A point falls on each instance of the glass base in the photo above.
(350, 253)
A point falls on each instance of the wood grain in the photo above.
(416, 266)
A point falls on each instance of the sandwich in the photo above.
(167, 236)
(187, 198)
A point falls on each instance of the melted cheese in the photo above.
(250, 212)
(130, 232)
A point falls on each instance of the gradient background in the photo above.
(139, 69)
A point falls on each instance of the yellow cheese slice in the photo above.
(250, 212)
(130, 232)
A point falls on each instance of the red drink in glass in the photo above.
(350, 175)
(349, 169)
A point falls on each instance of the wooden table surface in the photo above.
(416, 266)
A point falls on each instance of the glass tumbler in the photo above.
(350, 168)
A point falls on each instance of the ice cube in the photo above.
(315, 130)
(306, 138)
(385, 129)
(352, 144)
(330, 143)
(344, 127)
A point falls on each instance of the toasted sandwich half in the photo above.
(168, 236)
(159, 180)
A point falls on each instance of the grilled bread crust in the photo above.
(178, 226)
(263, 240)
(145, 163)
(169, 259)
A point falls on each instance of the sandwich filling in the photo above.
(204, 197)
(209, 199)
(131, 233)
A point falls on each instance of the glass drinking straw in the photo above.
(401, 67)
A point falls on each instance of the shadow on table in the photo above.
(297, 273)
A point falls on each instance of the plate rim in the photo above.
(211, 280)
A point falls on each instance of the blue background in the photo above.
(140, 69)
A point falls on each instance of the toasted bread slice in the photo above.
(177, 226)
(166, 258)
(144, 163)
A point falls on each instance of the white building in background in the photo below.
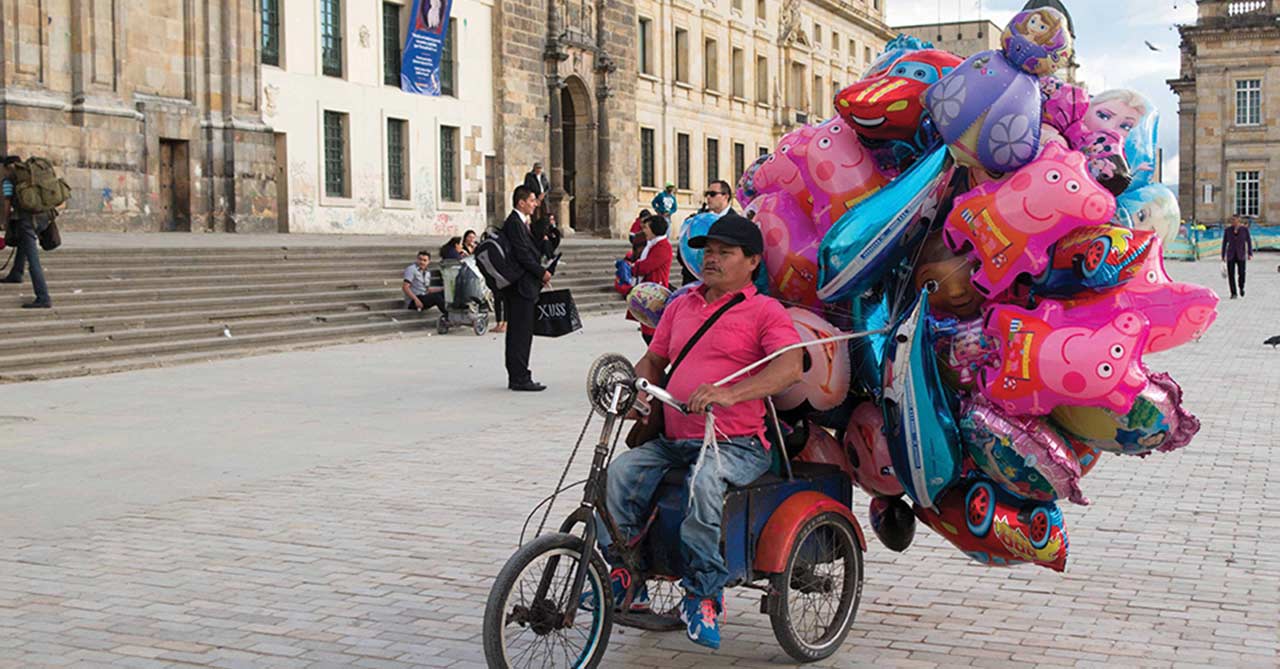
(353, 152)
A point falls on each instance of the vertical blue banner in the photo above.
(420, 64)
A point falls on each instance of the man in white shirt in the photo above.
(419, 292)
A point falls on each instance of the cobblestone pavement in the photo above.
(383, 557)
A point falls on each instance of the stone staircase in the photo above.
(124, 308)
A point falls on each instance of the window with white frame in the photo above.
(1248, 191)
(1248, 101)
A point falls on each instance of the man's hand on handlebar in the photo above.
(708, 394)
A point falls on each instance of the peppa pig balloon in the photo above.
(821, 448)
(1086, 356)
(1011, 225)
(1178, 312)
(869, 239)
(1095, 259)
(790, 250)
(888, 106)
(824, 384)
(1157, 421)
(695, 225)
(837, 170)
(778, 173)
(997, 530)
(1150, 207)
(868, 452)
(1023, 454)
(922, 432)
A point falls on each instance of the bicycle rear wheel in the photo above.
(524, 629)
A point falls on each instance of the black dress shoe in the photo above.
(528, 386)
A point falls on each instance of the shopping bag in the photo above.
(557, 315)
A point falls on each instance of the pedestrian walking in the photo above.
(23, 228)
(521, 296)
(1237, 250)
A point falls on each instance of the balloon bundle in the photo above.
(992, 234)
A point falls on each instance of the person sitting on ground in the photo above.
(752, 328)
(419, 291)
(452, 250)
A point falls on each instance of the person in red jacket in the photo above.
(654, 261)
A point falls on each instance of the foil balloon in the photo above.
(791, 246)
(1178, 312)
(1157, 421)
(892, 522)
(1084, 356)
(1009, 227)
(996, 528)
(963, 351)
(946, 275)
(888, 106)
(1093, 259)
(1150, 207)
(869, 239)
(778, 173)
(695, 225)
(868, 452)
(824, 384)
(988, 113)
(746, 189)
(1038, 41)
(821, 448)
(922, 432)
(1023, 454)
(647, 301)
(837, 170)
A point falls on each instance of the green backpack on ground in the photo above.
(36, 187)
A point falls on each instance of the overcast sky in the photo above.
(1109, 45)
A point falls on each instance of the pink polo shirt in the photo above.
(746, 333)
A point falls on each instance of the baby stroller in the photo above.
(465, 296)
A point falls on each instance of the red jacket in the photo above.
(657, 265)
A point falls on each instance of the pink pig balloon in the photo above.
(868, 452)
(1009, 225)
(839, 170)
(1086, 356)
(790, 248)
(778, 173)
(1178, 312)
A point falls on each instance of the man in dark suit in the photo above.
(538, 184)
(521, 296)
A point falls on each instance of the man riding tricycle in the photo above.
(695, 498)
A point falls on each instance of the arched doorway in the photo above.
(577, 157)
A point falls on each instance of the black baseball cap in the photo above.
(736, 230)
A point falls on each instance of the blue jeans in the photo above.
(28, 253)
(635, 475)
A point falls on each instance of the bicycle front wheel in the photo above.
(524, 621)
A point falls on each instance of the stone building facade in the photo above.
(1228, 88)
(355, 152)
(151, 110)
(718, 82)
(565, 96)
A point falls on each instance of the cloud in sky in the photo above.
(1109, 45)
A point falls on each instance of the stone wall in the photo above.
(95, 85)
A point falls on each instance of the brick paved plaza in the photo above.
(350, 507)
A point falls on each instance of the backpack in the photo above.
(494, 260)
(36, 187)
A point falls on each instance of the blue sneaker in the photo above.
(702, 617)
(620, 580)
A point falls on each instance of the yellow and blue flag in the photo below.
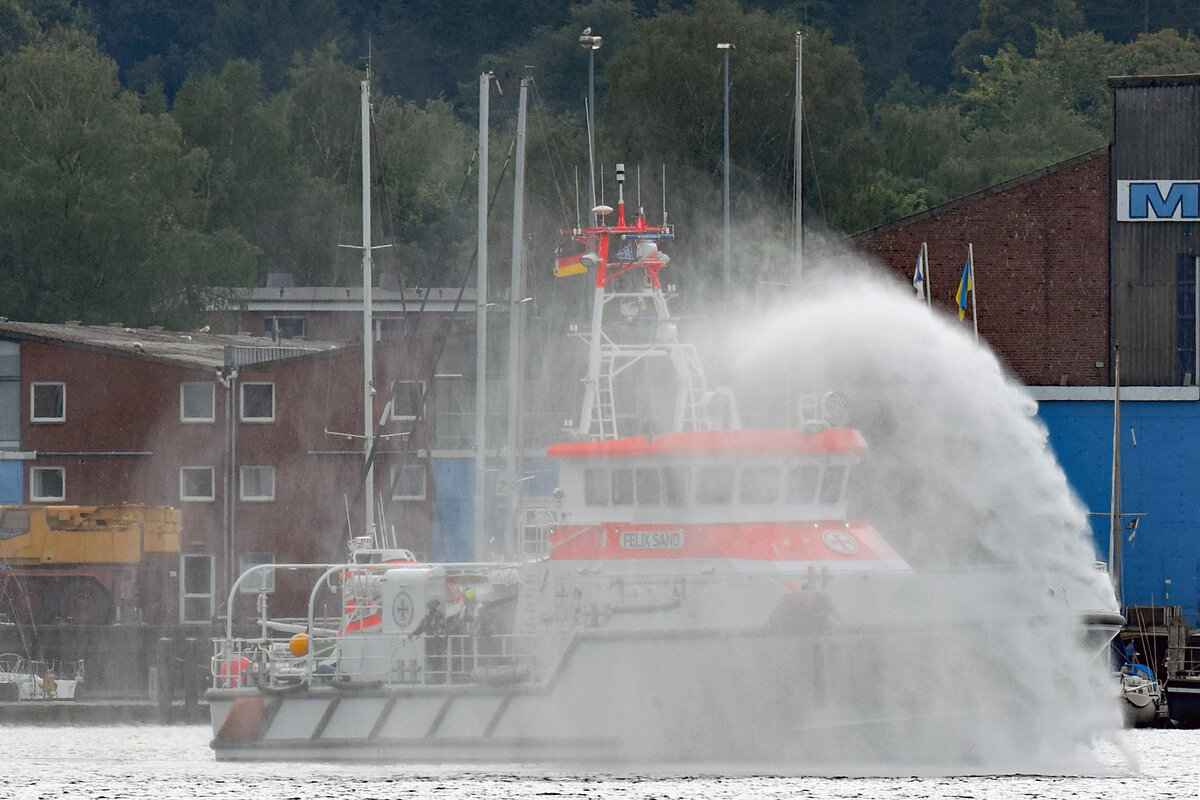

→ **What you are asked to do**:
Omit the pictures, then output the rest of the listing exactly.

→ **Written solution**:
A point falls on each instance of the glass base in the photo above.
(350, 253)
A point falls on each instance of the wood grain in the photo above.
(416, 266)
A point falls on each instance of the sandwich in the photo above.
(167, 236)
(187, 198)
A point falls on each instance of the melted cheese in the photo above.
(250, 212)
(130, 232)
A point falls on each instance of the gradient background in the photo above.
(139, 69)
A point falls on each instance of the yellow cheese slice in the photo above.
(250, 212)
(130, 232)
A point falls on each instance of the red drink in glass in the photo above.
(350, 175)
(349, 169)
A point falls on each instance of the wooden table surface in the photo above.
(416, 266)
A point falls on each instance of the glass tumbler in the photo above.
(350, 168)
A point falls on each instance of the ice cube in the photo above.
(315, 130)
(306, 138)
(385, 129)
(352, 144)
(330, 143)
(344, 127)
A point falls on each instance of the toasted sandwich half in the photo above.
(168, 236)
(159, 180)
A point falls on each instance of the grilled bread crust in the photo above.
(178, 226)
(263, 240)
(145, 163)
(169, 259)
A point falls on each instance of the sandwich filling in the photo above.
(204, 197)
(209, 199)
(131, 233)
A point falls on each instance of the glass drinking straw in the photo above.
(401, 67)
A point falls on each instance of the shadow on table in the photo above.
(297, 273)
A point falls on each instance of the plate rim in the photo above.
(211, 280)
A point falls on each instance of the blue background in the photo above.
(140, 69)
A point falls on each instance of the toasted bread slice in the photo above.
(177, 226)
(166, 258)
(144, 163)
A point falls on each instance of the white building in background in the photo below.
(353, 152)
A point falls on each instance of the vertical blue banner in the photo above.
(420, 64)
A point falls on each instance of the man in white shirt in the photo above.
(419, 292)
A point falls on each instance of the cobblestone pavement in the photo above.
(383, 557)
A point falls on each instance of the stone staircase in the photo above.
(124, 308)
A point falls on each instance of the window with white frame in the photo above.
(1248, 191)
(1248, 101)
A point falls on each instance of the man's hand on handlebar in the photo above.
(708, 394)
A point falls on each instance of the peppa pig balloon in the photo above.
(821, 448)
(1086, 356)
(1011, 225)
(1178, 312)
(869, 239)
(1095, 259)
(790, 250)
(888, 106)
(824, 384)
(1157, 421)
(695, 225)
(837, 170)
(778, 173)
(997, 530)
(1150, 207)
(868, 452)
(1023, 454)
(922, 432)
A point falls on each instance of the bicycle rear wheel in the photo above.
(524, 629)
A point falls on each instance of the black dress shoe in the photo above.
(528, 386)
A point falls on each instance of the shopping bag in the photo above.
(557, 315)
A point falls on each instance of the pedestrian walking in the photo above.
(23, 228)
(521, 296)
(1237, 250)
A point falls on each instance of the balloon bundle in the photo above.
(992, 234)
A point falls on each instance of the person sitting on ground in the photo above.
(752, 328)
(419, 291)
(452, 250)
A point falls on each instance of the person in red jacket in the photo above.
(654, 261)
A point falls on each instance of the foil balloon in the photo above.
(791, 246)
(1178, 312)
(1157, 421)
(892, 522)
(1084, 356)
(1009, 227)
(996, 528)
(963, 351)
(946, 275)
(888, 106)
(1093, 259)
(1150, 207)
(869, 239)
(778, 173)
(695, 225)
(868, 452)
(824, 384)
(988, 113)
(746, 189)
(1038, 41)
(821, 448)
(922, 432)
(1023, 454)
(647, 301)
(837, 170)
A point falls on each instance of the green backpack on ground in the photo above.
(36, 187)
A point falls on each instance of the overcast sky in the photo above.
(1109, 45)
A point falls on each instance of the pink polo shirt in the photo above.
(746, 333)
A point falls on each instance of the baby stroller in the photo above.
(465, 296)
A point falls on each instance of the red jacket in the photo above.
(657, 265)
A point falls on each instance of the pink pig balloon in the photo above.
(868, 452)
(1009, 225)
(839, 170)
(1086, 356)
(790, 248)
(778, 173)
(1178, 312)
A point falls on each instance of the man in dark suit in the photo above.
(538, 184)
(521, 296)
A point falls on each instance of the man riding tricycle in the photo above.
(695, 498)
A point falls on each instance of the arched doorway in the photo above.
(577, 157)
A point falls on each instance of the black baseball cap in the photo above.
(736, 230)
A point falls on each instance of the blue jeans in the photo above.
(28, 253)
(635, 475)
A point falls on each instance of the bicycle front wheel in the photo above.
(524, 621)
A point falls on each instance of the stone building facade in the photo above.
(1228, 88)
(355, 152)
(151, 110)
(718, 82)
(565, 96)
A point falls on each instance of the cloud in sky in the photo above.
(1109, 45)
A point falls on each instance of the stone wall in the photo above.
(95, 85)
A point falls on each instance of the brick paved plaza in the photo above.
(350, 507)
A point falls on each instance of the backpack in the photo above.
(494, 260)
(36, 187)
A point falls on each instance of the blue sneaker in the photo above.
(702, 617)
(620, 580)
A point falls on each instance of the yellow and blue flag in the photo below.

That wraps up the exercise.